======== Metin Bloğu

13 Kasım 2024
Kıskandırmak, kıskanmak, pek çok sıradan çiftin birbirine oynadığı bir oyundur. Kimisi kendine hakim olamaz ve kıskandırmayı sever. Bunun arkasında, aslında “Bak, beni başka beğenenler de var, ona göre” diye bir gözdağı vermek yatar. Bazen de, sırf kendini iyi, yeterli ve değerli hissetmek için yapılır çünkü kişi kendi değerinin aslında farkında değildir.
Kıskanmak ise, çok tehlikeli bir duygudur. Ve kısıtlama ihtiyacı doğurur. Kişiyi kısıtlamaya, güvensizliğe, hafiyeliğe kadar götürür. Hatta kıskanmak, rövanş için kıskandırmayı da getirebilir.
Tüm bu oyunları oynayanlar şunu bilsinler:
Kıskandırmayı sevenler, hiçbir zaman GERÇEK AŞKLARINA ULAŞAMAYACAKLAR. Çünkü ulaşılmazlık, bu oyunun kuralıdır. Yani, kendisini ulaşılmazmış gibi yapan, ya da başkaları ile rekabete sokan kişiler, “EN” olarak gördükleri tam paket bir partnere ulaşamazlar. Bu, enerjinin yaratımıdır.
Kıskandırmak ve ulaşılmazlık, GÜVENSİZLİK getirecektir: zaten en çok istedikleri kişiye ulaşamama sebebi de buradan gelir. Yani, o en çok gözlerinde büyüttükleri kişiye güvenemezler. Çünkü kalpleri açılır. Kalbini açmaktan korkan kişiler, gerçekten sever ya da aşık olurlarsa, güvenemezler. Ve müthiş bir kıskançlığa kendileri kapılmaya başlar.

================
======== Kayıtlı Bilgiler

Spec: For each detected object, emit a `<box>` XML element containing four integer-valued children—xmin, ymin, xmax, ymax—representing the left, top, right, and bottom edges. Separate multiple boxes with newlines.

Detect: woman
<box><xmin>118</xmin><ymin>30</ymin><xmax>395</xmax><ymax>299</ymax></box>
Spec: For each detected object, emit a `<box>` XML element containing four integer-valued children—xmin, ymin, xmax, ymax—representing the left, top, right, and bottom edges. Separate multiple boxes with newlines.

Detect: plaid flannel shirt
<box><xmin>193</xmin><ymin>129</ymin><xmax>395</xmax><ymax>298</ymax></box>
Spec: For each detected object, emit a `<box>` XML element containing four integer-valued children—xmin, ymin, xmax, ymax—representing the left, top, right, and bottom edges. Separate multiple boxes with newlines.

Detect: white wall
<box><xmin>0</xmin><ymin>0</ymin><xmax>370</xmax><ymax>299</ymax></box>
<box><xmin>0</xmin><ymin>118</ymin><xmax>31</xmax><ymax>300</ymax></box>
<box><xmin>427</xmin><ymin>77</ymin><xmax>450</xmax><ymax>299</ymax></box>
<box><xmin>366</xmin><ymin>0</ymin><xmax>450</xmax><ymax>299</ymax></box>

================
======== Kayıtlı Bilgiler

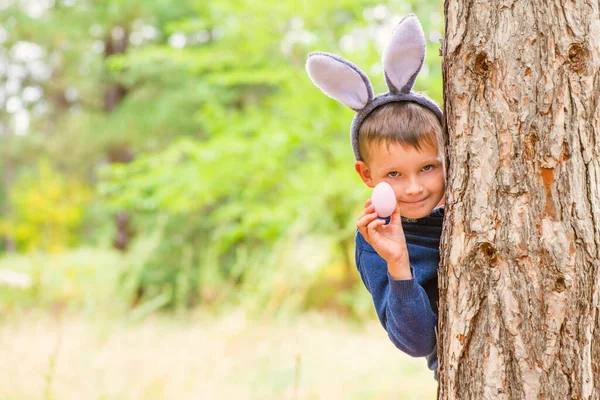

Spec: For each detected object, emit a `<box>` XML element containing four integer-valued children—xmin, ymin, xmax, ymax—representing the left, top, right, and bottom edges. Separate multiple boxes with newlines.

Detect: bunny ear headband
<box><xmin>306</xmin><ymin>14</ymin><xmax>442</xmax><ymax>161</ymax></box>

================

#### Yapılacak Alıştırmalar
1. Kıskançlık yazısına göre kıskanmak kişiyi nelere kadar götürür?
2. Kıskançlık yazısında "Tüm bu oyunları" sözleriyle başlayıp "Bu, enerjinin yaratımıdır." sözleriyle biten bölümü hiç değiştirmeden geri ver.
3. Kıskançlık yazısına göre kıskandırmayı sevenler neden gerçek aşklarına ulaşamaz? Bir ila üç cümleyle açıkla.

#### Cevap Anahtarı
1. Kısıtlamaya, güvensizliğe ve hafiyeliğe kadar götürür.

2.
Tüm bu oyunları oynayanlar şunu bilsinler:
Kıskandırmayı sevenler, hiçbir zaman GERÇEK AŞKLARINA ULAŞAMAYACAKLAR. Çünkü ulaşılmazlık, bu oyunun kuralıdır. Yani, kendisini ulaşılmazmış gibi yapan, ya da başkaları ile rekabete sokan kişiler, “EN” olarak gördükleri tam paket bir partnere ulaşamazlar. Bu, enerjinin yaratımıdır.

3. Çünkü ulaşılmazlık bu oyunun kuralıdır. Kendini ulaşılmaz gibi gösteren ya da başkalarıyla rekabete sokan kişiler, "en" olarak gördükleri tam paket bir partnere ulaşamazlar.